### EXERCISE PASSAGE
------------------------------------------------
A cow’s gestation is nine months. The calf will grow for the next 15 months before it goes to the meat processor and on to the grocery store. It will take at least two full years to get that steak, cooked and on your plate.
The meat processors, in general, want to run at capacity for the best economy, so the feed lots are full of beef cows on a rotation to be processed to keep the processors full.
What about the baked potatoes? Farmers in Maine plant potatoes in early May and they’re harvested in September or October. Plan on five months to get the potatoes to your table.
The salad has leaf lettuce, spinach, cucumbers, and tomatoes. The greens would take about two months to grow. The cucumbers and tomatoes would take about three to four months from seed to harvest. Count on four months to get the whole salad on your plate.
Finally, the yummy ice cream. As a dairy product, it starts with the cow. It takes nine months gestation to get a calf, assumed to be a heifer (female). This heifer will grow for the next 18 months before she’s bred to have a calf of her own in another nine months. Then she’ll be able to give milk. Be ready to wait 27 months for your ice cream.
That steak dinner will take 27 months to secure the ingredients. “Wait!” you say. “That’s too long. And we can’t eat steak every night. Let’s substitute ice cream with apple pie and serve pork chops instead of steak.”
------------------------------------------------
### RECORD EXTRACTS

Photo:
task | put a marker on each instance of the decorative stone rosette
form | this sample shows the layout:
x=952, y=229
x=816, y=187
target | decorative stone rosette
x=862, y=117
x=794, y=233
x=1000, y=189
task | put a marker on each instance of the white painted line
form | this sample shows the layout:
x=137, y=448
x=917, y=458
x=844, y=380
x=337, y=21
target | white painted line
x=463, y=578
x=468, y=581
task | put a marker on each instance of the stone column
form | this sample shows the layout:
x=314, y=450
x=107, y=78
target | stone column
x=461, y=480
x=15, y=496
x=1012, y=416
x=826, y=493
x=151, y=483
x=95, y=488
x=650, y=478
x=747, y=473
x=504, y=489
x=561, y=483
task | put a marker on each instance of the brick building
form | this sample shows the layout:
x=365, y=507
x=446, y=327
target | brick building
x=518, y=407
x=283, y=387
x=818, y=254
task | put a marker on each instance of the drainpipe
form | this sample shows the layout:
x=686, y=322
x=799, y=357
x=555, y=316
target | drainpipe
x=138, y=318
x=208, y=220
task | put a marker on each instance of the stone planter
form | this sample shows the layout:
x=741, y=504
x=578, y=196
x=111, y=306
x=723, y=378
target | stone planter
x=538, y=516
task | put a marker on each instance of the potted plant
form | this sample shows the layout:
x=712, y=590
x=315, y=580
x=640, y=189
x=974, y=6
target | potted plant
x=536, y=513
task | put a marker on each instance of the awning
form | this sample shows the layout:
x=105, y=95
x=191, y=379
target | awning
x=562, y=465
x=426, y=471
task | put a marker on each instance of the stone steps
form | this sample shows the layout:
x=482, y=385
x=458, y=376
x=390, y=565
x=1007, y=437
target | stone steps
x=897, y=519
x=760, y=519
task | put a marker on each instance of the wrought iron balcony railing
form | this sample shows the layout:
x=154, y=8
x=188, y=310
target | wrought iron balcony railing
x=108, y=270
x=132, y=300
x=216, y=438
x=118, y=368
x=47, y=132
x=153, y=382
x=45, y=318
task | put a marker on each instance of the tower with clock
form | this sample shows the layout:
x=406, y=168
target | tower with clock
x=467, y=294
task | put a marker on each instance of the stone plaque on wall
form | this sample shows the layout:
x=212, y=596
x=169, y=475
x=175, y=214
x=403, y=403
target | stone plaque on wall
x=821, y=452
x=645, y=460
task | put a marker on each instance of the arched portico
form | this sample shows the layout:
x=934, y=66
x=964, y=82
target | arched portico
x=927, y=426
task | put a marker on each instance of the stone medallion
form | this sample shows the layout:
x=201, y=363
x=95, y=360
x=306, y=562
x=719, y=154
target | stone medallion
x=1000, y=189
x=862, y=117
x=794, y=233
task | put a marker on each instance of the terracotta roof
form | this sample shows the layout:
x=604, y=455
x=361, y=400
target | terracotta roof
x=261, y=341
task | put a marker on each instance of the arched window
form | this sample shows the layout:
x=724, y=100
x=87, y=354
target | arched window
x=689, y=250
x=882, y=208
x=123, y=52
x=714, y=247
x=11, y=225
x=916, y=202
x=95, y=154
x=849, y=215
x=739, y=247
------------------------------------------------
### TASK REQUIREMENTS
[1] Answer these questions using the steak-dinner passage.
(a) When do farmers in Maine plant potatoes?
(b) About how long do the salad greens take to grow?
(c) For how many months does the heifer grow before she is bred?
[2] Write out the steak-dinner passage from "What about the" up to and including "salad on your plate.".
[3] Extend the steak-dinner passage, picking up after its final sentence.

### TASK RESULTS
[1]
(a) In early May.
(b) About two months.
(c) 18 months.

[2]
What about the baked potatoes? Farmers in Maine plant potatoes in early May and they’re harvested in September or October. Plan on five months to get the potatoes to your table.
The salad has leaf lettuce, spinach, cucumbers, and tomatoes. The greens would take about two months to grow. The cucumbers and tomatoes would take about three to four months from seed to harvest. Count on four months to get the whole salad on your plate.

[3]
Apple pie is made of apples and pie dough, which is flour and lard. An apple tree has to grow three or four years before producing, but for this exercise the tree blooms in May and the apples are harvested in October. Count on a five-month wait for apples.
Flour comes from wheat, which is planted in October and harvested in July in the lower Midwest. That is nine months to get the wheat. Then it needs to be processed into flour.
The pork chops and the lard come from hogs. The gestation period of a hog is almost 114 days, not quite four months. From the time piglets are born, it takes about six months for the hog to grow to be processed. Again, the meat processors want to run at capacity so there are hogs scheduled to be processed every day. In all, pork chops and lard will set you back about 10 months.
Plan B supper is going to take 10 months to get the ingredients. That’s still a long time. Let’s try a simple meal of chicken and rice with fresh strawberries for dessert.
A chicken comes from an egg. The egg incubates for 28 days. The chick, once it hatches, takes eight weeks to get to big enough to process, which makes the total about three months to get chicken to your plate.
Rice is planted in late March and is harvested in July, so it takes four months.
The fresh strawberries came from established plants that were planted over a year ago. They bloom in early May and the berries are picked in June. So that is only a month to get fresh strawberries. This meal is by far the quickest at four months.
While these meals are made from ingredients grown in the U.S., the supply chain is very fragile. The old saying that a chain is only as strong as the weakest link is very true here. The farmers are producing plenty of food and the consumers want plenty of food in the grocery store. Kids aren’t in school or college, restaurants are not open for sit-down eating. The needs of our food system have changed. The U.S. consumer now needs the vast majority of food in retail packaging. That’s another link in the food supply chain that can’t change on a dime.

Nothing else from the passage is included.